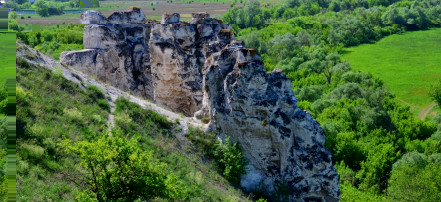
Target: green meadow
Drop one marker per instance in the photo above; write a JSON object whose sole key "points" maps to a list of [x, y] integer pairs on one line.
{"points": [[408, 64], [7, 56]]}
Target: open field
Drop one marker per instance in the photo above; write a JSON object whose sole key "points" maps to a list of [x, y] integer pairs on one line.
{"points": [[408, 64], [7, 58], [108, 7]]}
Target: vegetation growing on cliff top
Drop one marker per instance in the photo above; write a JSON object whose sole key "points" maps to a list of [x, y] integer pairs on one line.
{"points": [[62, 142]]}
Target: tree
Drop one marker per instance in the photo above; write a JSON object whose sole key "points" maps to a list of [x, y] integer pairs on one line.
{"points": [[114, 168], [435, 92], [252, 11], [414, 178]]}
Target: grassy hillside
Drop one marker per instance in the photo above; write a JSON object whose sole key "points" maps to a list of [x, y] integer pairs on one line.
{"points": [[7, 71], [408, 64], [7, 56], [53, 112]]}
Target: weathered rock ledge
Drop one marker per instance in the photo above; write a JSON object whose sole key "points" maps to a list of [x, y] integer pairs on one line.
{"points": [[197, 68]]}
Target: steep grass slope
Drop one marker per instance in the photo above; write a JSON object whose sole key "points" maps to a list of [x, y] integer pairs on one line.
{"points": [[51, 109]]}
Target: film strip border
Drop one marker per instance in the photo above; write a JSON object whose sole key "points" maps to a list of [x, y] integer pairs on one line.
{"points": [[4, 19]]}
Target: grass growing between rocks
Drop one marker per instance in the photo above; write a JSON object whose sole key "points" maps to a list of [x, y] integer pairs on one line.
{"points": [[408, 63], [198, 175]]}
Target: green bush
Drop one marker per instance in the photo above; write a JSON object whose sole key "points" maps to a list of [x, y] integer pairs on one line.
{"points": [[227, 156], [230, 160], [117, 169]]}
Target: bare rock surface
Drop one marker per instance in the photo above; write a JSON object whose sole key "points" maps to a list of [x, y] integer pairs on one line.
{"points": [[198, 69], [284, 145]]}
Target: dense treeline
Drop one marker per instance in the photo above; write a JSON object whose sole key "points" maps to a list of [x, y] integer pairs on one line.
{"points": [[371, 135], [3, 141]]}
*****
Stated exercise:
Rewrite every line, starting with the line that contains "Target: bare rock surface" and going on through the end of the material, leaving each line unchanged except for the point coordinates. Shift every x and y coordinate value by -26.

Task response:
Target: bare rock surface
Drop one marker per instance in the photo above; write a JSON object whose sole key "points" maps to a list of [x, y] integer pairs on one line.
{"points": [[172, 43], [258, 119]]}
Target: dense treeline
Drop one marker per instance in the photo above; write a JSON object whose sole key "points" maps to a list of [x, y] integer pairs on one line.
{"points": [[345, 109], [-23, 115]]}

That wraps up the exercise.